After listening to several residents oppose, object to and question the departure of former Fire Chief Norm Walker, the Idyllwild Fire Protection District (IFPD) commission began to move down the long path it hopes will be to of finding fiscal solvency at its Jan. 24 meeting.

Interim Chief Mike Sherman several times referred to actions that would “stop the bleeding.” The commission is trying to apply triage and stabilize the organization before attempting any major surgery or miracle remedy.

The highlight of the meeting was Sherman’s summary of the financial issues with which he’s grappled during the past week.

First he announced the good news: Riverside County has just sent another tax receipt check for $119,000. IFPD still owes the county $38,000 from the fall revenue advance, but Sherman believes the current balance, about $380,000, augmented with ambulance and mutual aid revenue will cover the District’s expenses through July.

“We should make it easily to July 1, which is when the longest period of no revenue begins,” Sherman said. “We should have enough cash flow to July, but not a lot past July.” He warned the board that another advance immediately after the new fiscal year begins may be necessary until the whole budget and finance situation can be fixed.

----------

Your objective: Reproduce the stretch of the fire district article from "The highlight of" through "expenses through July." word for word. The records have no connection to the article about the Idyllwild fire district meeting.

----------

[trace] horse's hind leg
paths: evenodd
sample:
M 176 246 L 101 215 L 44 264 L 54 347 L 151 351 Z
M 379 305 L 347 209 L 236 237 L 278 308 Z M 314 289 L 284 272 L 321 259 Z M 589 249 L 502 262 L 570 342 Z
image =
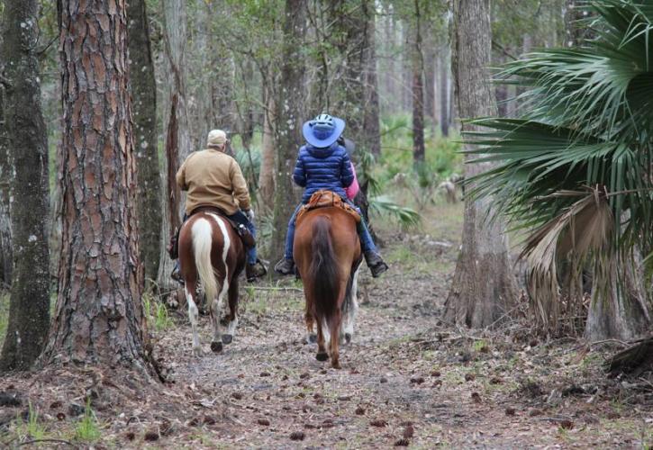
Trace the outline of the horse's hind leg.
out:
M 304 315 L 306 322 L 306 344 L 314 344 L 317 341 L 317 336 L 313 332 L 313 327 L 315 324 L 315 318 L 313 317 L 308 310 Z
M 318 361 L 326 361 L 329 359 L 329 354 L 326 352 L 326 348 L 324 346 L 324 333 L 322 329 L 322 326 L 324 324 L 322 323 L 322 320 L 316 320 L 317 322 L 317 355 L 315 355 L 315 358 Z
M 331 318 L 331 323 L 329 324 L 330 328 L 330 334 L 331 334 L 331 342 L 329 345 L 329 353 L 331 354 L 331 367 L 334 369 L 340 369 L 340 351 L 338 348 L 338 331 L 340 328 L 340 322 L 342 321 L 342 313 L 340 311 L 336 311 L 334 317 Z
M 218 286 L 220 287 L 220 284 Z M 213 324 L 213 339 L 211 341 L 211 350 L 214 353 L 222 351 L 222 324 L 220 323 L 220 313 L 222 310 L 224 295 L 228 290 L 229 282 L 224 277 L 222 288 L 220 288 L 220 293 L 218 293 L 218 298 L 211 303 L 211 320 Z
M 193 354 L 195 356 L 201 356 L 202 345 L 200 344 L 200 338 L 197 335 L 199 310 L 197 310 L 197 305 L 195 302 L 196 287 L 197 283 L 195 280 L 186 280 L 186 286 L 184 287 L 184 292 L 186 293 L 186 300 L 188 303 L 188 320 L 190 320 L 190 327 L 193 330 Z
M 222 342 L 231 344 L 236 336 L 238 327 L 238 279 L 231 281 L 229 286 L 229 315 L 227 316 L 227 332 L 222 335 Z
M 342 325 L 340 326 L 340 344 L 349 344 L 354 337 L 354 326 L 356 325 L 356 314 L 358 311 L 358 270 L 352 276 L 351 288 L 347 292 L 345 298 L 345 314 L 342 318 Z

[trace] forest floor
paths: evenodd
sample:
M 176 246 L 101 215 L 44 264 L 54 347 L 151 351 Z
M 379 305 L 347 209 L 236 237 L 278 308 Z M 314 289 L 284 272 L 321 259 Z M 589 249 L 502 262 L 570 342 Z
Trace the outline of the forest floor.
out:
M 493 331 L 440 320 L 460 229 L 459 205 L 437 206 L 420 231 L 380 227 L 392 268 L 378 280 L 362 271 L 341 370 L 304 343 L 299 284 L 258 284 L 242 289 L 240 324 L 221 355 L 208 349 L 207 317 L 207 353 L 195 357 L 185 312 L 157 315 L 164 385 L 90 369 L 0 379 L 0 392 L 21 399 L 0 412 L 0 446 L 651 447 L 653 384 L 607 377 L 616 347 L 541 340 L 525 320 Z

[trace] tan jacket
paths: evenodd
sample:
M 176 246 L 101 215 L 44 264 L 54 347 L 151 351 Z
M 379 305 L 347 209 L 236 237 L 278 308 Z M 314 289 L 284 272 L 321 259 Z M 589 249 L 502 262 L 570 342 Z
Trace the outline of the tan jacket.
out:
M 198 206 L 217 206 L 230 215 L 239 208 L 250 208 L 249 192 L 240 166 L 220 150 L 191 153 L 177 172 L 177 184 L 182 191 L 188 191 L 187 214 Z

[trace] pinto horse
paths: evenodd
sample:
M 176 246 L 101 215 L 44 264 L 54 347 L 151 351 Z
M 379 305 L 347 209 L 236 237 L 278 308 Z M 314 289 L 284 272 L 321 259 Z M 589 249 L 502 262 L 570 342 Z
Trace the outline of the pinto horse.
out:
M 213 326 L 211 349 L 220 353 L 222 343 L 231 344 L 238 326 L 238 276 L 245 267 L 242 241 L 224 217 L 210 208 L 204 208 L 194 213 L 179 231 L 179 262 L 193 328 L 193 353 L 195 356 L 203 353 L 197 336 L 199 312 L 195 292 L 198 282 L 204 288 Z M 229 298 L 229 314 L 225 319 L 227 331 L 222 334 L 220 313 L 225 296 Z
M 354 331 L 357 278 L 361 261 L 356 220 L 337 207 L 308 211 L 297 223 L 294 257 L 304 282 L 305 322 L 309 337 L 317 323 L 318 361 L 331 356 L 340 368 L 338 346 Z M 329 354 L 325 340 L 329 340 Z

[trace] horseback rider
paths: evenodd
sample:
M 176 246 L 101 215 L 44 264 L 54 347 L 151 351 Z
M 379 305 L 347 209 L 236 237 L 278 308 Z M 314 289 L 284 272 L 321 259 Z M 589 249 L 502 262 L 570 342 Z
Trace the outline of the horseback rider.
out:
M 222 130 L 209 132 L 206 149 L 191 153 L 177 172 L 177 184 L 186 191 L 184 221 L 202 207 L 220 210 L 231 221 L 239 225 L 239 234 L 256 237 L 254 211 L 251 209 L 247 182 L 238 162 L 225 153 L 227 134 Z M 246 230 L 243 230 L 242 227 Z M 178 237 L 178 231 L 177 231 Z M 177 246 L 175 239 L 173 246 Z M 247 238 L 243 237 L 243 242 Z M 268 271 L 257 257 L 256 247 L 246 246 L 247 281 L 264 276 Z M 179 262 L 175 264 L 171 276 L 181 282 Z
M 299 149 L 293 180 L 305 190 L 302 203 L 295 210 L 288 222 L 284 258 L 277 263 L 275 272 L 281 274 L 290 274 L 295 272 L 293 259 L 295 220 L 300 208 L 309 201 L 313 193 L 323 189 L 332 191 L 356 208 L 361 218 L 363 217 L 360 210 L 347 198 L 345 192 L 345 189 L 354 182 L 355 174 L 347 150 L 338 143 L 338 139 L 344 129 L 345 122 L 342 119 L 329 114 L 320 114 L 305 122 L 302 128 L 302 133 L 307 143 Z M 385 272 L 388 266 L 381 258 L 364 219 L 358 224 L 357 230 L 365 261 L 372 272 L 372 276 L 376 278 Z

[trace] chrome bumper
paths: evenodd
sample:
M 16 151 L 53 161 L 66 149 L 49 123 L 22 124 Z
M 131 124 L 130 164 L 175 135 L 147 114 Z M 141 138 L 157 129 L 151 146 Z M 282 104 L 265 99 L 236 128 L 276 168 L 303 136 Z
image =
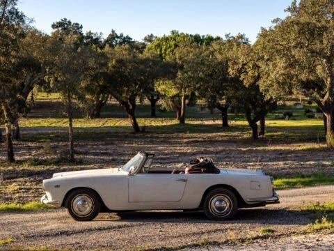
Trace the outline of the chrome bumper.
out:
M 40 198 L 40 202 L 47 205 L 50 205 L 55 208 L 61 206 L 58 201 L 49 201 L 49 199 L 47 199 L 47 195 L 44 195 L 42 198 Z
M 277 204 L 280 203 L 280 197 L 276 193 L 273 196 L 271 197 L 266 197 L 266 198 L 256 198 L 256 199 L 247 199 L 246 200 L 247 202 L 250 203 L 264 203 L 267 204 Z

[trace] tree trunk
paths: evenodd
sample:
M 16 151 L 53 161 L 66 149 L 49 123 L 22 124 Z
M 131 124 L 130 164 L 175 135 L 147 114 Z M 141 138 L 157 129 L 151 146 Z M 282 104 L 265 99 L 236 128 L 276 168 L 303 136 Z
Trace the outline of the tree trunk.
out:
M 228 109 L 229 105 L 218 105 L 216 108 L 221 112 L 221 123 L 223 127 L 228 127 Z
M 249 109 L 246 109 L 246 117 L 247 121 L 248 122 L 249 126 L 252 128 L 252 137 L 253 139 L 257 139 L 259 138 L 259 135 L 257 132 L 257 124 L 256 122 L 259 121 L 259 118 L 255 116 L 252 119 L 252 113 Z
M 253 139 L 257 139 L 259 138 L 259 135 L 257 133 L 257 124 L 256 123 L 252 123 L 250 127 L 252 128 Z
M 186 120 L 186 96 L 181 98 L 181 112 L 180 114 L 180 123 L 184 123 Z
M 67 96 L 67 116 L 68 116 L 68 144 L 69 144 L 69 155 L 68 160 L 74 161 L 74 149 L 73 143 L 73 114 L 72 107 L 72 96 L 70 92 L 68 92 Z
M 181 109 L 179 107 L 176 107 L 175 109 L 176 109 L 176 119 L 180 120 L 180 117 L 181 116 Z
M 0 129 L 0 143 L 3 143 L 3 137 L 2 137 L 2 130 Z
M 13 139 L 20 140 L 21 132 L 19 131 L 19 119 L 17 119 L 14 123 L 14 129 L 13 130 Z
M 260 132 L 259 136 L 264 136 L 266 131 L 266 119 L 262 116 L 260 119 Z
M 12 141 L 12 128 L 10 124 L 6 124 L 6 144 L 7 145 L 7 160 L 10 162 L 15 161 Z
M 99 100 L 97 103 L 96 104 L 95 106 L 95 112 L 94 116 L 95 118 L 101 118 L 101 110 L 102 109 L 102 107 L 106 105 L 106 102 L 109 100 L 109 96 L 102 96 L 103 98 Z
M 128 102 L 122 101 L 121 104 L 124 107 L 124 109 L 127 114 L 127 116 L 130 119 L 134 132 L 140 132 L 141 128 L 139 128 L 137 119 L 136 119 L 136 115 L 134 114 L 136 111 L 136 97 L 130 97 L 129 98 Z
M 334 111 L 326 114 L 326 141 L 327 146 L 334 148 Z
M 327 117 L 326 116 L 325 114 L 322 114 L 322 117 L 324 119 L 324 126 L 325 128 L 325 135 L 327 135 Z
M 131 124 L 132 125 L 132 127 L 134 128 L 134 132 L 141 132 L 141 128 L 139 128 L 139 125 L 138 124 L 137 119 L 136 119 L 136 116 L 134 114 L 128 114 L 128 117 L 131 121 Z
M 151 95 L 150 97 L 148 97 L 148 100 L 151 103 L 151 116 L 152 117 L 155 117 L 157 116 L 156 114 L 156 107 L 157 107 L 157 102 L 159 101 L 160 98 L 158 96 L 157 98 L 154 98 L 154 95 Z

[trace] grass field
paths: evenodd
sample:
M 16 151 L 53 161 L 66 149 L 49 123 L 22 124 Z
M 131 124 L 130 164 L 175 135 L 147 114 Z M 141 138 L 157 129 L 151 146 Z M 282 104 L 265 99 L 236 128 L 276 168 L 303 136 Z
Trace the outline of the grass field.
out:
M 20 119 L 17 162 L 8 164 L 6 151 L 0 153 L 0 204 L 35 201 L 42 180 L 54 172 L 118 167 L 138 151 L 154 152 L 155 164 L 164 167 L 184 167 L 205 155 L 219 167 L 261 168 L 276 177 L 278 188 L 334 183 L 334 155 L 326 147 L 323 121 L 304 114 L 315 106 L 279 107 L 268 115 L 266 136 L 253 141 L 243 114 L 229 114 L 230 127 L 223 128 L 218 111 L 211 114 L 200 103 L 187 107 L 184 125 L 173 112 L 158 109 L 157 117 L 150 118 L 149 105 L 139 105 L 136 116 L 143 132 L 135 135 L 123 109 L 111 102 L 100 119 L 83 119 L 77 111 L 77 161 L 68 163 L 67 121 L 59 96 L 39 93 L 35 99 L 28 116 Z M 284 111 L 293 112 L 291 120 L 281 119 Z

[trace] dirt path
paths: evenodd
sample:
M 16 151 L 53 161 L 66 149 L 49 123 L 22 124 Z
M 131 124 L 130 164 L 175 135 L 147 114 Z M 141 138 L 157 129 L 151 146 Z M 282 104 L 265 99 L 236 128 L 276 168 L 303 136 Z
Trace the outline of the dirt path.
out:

----------

Final answer:
The highlight of the meeting was Sherman’s summary of the financial issues with which he’s grappled during the past week.

First he announced the good news: Riverside County has just sent another tax receipt check for $119,000. IFPD still owes the county $38,000 from the fall revenue advance, but Sherman believes the current balance, about $380,000, augmented with ambulance and mutual aid revenue will cover the District’s expenses through July.